Saturday, August 29, 2009

Top 12 email marketing mistakes

As a marketer, I can't help but notice and critique emails, letters, and voice mails I get from people trying to introduce me to a product or service. Cold calling or buying lists and doing email marketing is sometimes a necessary evil when it comes to getting the word out about your product, especially if you are new. So I can definitely feel for their thankless plight. I've been there. But my tolerance runs short when they don't even take the time to pay attention to some basic rules that at least increase the chance that I will not immediately hit 'delete'.

Normally, when I get lousy email solicitations from people trying to promote a product or service, I delete before I get past the greeting. But I actually took five minutes and wrote this company back. Mainly because I wanted to help them. See, they were selling a very valuable product in my mind, SEO. Who doesn't want to improve their rankings in search engines? In this situation, someone actually was promoting something I am interested in but they blew it by violating some simple, basic rules. This is the actual email I sent back:

Hello xxxx,

Thank you for your email. I normally ignore solicitations like this but I just can't help but provide some (hopefully) helpful feedback. Search engine optimization is actually something I am interested in and need for my business. But your solicitation (the one chance you had to make a first impression) violates about a dozen basic rules of marketing:

  1. You don't even address me by my name.
  2. You address me as Dear Head of Business Development (which I'm not).

Stored items
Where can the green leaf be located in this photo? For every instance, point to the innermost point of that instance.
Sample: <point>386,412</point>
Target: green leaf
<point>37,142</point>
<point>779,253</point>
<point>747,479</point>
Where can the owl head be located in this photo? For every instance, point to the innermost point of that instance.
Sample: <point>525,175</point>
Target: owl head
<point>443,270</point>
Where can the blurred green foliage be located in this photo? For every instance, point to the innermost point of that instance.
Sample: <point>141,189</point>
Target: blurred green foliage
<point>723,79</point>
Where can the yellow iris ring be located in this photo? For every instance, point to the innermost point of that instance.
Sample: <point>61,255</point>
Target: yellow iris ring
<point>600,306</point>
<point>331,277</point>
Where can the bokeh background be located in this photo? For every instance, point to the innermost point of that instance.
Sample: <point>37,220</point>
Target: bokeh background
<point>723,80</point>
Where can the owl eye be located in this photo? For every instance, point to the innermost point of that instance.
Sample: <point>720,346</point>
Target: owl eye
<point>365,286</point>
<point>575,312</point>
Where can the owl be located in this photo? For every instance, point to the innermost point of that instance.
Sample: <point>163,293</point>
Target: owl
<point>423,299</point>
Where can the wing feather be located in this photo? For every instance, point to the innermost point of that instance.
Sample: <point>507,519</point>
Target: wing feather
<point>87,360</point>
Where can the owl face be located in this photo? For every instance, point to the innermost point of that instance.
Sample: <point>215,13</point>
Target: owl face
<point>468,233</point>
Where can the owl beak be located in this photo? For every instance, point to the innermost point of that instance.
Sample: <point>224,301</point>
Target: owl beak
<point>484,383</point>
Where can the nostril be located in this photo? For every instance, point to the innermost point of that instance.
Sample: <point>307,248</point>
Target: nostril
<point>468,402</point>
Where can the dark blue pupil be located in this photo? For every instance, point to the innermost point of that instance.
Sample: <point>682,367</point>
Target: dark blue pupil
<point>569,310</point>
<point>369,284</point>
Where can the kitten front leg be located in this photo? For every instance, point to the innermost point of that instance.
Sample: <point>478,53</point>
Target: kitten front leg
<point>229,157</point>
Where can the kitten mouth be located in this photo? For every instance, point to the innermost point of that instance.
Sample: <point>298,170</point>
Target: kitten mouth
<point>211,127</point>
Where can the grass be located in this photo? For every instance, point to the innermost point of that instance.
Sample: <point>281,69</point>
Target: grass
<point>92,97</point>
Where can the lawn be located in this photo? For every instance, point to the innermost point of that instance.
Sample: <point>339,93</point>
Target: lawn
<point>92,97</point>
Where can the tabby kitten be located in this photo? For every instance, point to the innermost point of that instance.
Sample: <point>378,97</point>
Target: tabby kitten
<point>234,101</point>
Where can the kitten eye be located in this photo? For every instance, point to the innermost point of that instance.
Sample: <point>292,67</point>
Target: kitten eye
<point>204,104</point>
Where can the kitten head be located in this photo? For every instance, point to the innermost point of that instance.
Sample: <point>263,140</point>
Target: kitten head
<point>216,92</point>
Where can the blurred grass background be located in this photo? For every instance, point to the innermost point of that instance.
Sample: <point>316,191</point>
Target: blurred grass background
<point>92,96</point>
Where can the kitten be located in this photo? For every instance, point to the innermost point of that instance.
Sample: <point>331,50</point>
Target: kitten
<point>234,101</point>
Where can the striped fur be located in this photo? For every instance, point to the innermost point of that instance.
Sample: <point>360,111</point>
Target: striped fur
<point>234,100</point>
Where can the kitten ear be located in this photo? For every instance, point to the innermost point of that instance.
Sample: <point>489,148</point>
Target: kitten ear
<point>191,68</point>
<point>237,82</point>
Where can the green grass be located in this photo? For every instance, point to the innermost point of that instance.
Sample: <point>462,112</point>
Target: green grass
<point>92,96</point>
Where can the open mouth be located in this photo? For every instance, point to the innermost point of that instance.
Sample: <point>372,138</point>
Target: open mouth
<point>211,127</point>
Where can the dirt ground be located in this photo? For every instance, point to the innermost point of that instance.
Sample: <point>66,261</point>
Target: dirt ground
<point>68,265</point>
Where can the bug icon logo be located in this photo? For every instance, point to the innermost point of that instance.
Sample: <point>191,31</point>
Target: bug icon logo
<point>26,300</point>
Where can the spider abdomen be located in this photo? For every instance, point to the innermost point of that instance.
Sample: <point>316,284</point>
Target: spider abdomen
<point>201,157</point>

> _REQUIRED WORK_:
**1.** Using the post on email marketing mistakes, answer each question briefly:
(a) On what date was the post published?
(b) What product was the company in the author's example promoting?
(c) How many minutes did the author spend writing back to that company?
**2.** Carry on the post about email marketing mistakes from the point where it stops.
The stored items bear no relation to the post on email marketing mistakes.

> _ANSWERS TO THE PROBLEMS_:
**1.**
(a) Saturday, August 29, 2009
(b) SEO (search engine optimization)
(c) Five minutes

**2.**
  3. After that generic greeting, I’m blasted with a HUGE run-on paragraph that is so daunting, it does anything but make me want to read it (I still haven't read it).
  4. There was no greeting - at least start with a friendly "Hi".
  5. Your name or contact info is lost in the sea of run-on sentences at the bottom.
  6. There is not one single link in your email that I can click on to get more info.
  7. There is no indication that you took any time to find out about my company at all.
  8. Your email was sent to our customer service address when my direct email is super easy to get on our site. When I am answering customer support requests, I am in "help" mode, not "evaluate new products" mode.
  9. I see sequential numbers scattered in your run-on paragraph that appear to have info after them - ever heard of bullets?
  10. You are in the SEO business and yet you spelled "optimization" wrong (and it wasn't just a European spelling - it was a typo)
  11. In the first sentence, you reference the online advertising mistakes I am probably making. First, we don't do any online advertising right now. Second, instead of telling me how stupid I am, why not tell me how smart I'd be if I chose your service to help me improve how I reach my customers?
  12. You don't even provide a website. At least not one that was easily placed in the beginning or end of the email. I did not read any of the mess in between.
Those are just the glaring ones I could think of and type out without losing any more than 8 minutes of my day. Do I need SEO? Badly. Will I use you to get it? Absolutely not. You lost me as a potential customer but perhaps this feedback will help you keep the next one.

Sincerely,

Holly

4 comments:

The Rudy Family said...

You are so cool! I want to be just like you some day. Oh wait we have totally different professions. But I want to be like you, only in my profession. That is great feedback hope they read it!

Becky Smith said...

Being a word lover, editor, and "letter examiner: myself, I was impressed and delighted with your line up. Excellent, excellent points. Kudos to you not just for finding the problems in the email but also for sharing them with us.

Good stuff!

Mandy said...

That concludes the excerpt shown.